== Textauszug

Unter Beschuß

Macht Bild gegen sich selber Reklame? Erstaunte Passanten können in diesen Tagen Slogans auf Plakatwänden und an Bushaltestellen lesen, die an die Zeit der Studentenrevolte erinnern: "Entmachtet Bild", "Nieder mit Bild" oder "Lest keine Bild". Klar wird der Trick erst, wenn man weiter liest: Die Parole wird nicht existierenden Organisationen zugeschrieben mit Namen wie "Bund der korrupten Politiker", ".. der Doping-Sportler" usw. Ist es ein Zufall, daß die schrille Kampagne gerade jetzt die Vorweihnachtsstimmung aufstört?

====
== Datensätze

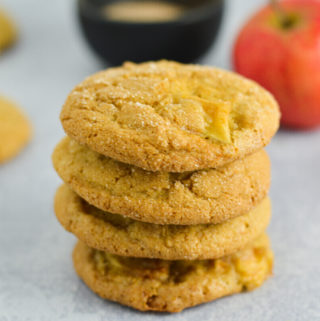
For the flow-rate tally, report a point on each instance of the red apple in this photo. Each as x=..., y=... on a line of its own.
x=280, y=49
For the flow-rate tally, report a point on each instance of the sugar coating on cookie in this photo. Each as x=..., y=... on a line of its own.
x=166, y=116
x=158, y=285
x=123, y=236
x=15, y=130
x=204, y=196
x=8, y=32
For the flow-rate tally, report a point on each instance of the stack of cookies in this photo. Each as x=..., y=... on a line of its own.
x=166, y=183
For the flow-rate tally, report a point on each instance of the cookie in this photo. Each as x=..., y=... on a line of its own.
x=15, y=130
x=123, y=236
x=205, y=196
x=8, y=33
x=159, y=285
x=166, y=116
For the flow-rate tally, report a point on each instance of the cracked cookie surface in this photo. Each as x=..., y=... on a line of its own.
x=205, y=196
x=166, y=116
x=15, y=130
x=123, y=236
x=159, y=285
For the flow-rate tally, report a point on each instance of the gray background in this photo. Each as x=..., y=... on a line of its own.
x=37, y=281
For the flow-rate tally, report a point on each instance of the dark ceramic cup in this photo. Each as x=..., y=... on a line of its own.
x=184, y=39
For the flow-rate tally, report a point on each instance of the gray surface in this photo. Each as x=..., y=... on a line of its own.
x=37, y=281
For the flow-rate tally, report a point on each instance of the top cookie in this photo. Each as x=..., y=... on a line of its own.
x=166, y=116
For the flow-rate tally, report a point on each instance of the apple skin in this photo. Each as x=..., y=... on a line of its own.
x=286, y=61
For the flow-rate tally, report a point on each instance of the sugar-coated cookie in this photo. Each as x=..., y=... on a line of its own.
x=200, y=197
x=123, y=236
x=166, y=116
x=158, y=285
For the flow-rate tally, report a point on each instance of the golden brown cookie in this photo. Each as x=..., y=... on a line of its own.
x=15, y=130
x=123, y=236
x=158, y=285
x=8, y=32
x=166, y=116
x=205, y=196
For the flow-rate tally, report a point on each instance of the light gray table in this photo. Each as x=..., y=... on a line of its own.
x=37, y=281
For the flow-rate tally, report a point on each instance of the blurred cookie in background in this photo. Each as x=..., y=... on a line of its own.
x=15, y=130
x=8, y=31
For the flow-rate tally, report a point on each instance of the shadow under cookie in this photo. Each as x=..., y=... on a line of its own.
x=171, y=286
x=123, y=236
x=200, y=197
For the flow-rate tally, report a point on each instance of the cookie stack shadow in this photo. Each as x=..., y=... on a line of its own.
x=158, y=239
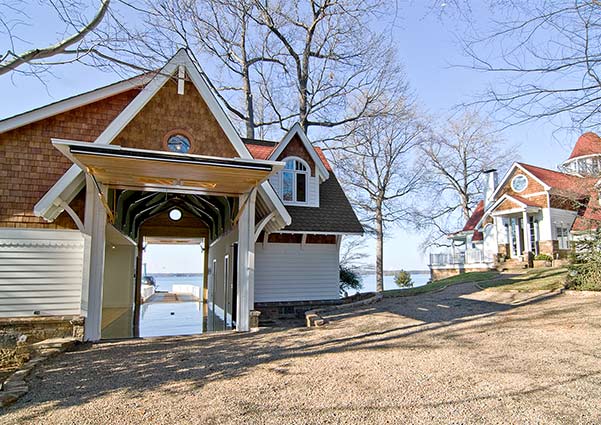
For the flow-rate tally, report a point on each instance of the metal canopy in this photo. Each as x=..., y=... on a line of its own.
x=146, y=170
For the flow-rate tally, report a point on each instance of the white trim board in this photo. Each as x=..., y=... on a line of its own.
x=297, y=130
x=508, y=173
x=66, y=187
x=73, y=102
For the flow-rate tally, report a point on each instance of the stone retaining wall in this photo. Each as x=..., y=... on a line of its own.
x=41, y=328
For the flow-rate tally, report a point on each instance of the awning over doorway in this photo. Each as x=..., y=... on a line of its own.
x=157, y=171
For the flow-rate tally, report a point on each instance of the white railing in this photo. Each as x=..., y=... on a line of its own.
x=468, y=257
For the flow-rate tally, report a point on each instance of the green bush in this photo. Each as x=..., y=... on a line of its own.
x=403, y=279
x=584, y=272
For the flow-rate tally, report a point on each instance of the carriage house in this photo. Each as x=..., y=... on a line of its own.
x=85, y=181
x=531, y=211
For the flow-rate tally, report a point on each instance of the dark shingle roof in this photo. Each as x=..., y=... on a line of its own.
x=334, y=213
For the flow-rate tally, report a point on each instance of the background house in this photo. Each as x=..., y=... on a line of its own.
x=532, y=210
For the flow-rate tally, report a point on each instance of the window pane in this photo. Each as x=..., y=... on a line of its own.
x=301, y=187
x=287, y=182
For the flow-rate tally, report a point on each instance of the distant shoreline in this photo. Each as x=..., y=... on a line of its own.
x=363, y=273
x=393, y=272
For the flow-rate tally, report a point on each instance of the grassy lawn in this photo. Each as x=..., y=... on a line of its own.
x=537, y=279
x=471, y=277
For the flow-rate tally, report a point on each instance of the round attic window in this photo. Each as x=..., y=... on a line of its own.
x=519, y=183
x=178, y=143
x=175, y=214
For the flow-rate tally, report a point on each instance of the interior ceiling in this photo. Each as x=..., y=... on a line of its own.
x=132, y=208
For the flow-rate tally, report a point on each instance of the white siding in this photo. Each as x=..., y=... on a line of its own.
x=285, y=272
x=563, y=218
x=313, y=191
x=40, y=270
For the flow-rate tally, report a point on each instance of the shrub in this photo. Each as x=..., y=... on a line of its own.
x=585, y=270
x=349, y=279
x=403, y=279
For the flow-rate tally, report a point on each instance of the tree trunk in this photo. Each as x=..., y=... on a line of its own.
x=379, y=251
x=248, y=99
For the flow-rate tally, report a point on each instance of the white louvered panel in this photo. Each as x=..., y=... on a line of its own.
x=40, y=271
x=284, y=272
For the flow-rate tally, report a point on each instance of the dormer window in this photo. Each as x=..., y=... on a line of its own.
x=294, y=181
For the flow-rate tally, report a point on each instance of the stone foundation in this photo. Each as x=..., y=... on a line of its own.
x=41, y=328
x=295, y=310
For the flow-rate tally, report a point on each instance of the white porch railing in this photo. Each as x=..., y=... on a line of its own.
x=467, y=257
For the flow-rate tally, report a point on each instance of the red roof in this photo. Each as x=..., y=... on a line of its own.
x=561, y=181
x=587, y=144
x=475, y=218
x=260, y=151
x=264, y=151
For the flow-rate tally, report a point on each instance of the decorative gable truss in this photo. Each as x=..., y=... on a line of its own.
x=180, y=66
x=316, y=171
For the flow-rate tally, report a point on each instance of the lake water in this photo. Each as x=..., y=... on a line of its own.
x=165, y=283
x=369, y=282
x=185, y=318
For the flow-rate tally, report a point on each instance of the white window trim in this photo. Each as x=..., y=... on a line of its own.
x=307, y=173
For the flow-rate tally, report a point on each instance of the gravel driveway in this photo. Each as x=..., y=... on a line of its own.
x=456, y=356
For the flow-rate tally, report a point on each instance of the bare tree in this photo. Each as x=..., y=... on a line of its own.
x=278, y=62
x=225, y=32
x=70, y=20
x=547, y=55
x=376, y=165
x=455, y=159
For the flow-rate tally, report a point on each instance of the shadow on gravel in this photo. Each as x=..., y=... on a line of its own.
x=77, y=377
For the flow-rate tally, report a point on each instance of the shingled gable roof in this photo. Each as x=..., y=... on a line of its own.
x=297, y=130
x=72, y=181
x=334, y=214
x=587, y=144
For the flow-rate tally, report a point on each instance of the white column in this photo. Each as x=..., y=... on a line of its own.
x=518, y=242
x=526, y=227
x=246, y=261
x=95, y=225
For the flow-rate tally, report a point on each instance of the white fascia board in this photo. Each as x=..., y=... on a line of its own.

====

- Aufgabe:
Führen Sie den Textauszug über die Plakatkampagne mit Parolen gegen Bild im Anschluss an seinen letzten Satz weiter. Die Datensätze stehen in keinem Zusammenhang mit dem Textauszug.

- Endergebnis:
Bis zum Erscheinen dieser Medienkritik wird der Fall womöglich schon entschieden sein: Der Springer Verlag will den TV-Konzern SAT 1/Pro sieben übernehmen, hat dabei aber nicht damit gerechnet, daß die Behörden, die einer solchen Konzentration zustimmen müssen, einmal über den Rand ihres fachlichen Horizonts hinaus nachdenken würden. Sie nennen die Übernahme nämlich "eine Verzerrung des Wettbewerbs", obwohl es sich um verschiedene Medien handelt. Springer als Zeitungsverleger würde im Falle einer Fusion mehrere Fernsehsender (die für sich bereits einen mächtigen Konzern bilden) übernehmen: SAT 1, PRO 7, Kabel 1 und N 24. Im Printbereich gehören zu Springer außer der Bildzeitung noch mehrere Publikums- und Programmzeitschriften, außerdem ist Springer an einigen privaten Radiostationen beteiligt. Daß hier ein Meinungs-Machtzentrum bereits besteht, das nun noch größer werden würde, sah die Medien-Kontrollkommission KEK als gegeben an, obwohl es sich wirtschaftlich gesehen nicht um den Zusammenschluß von direkten Konkurrenten handelt. Auch das Bundeskartellamt hat die Fusion als "schädlich für den Wettbewerb" eingeschätzt. Und die Medienkommission glaubt, so deren Geschäftsführer Bern Malzanini: "Zusammen mit dem Verlag wird der Fernsehkonzern eine vorherrschende Meinungsmacht erlangen" (FR).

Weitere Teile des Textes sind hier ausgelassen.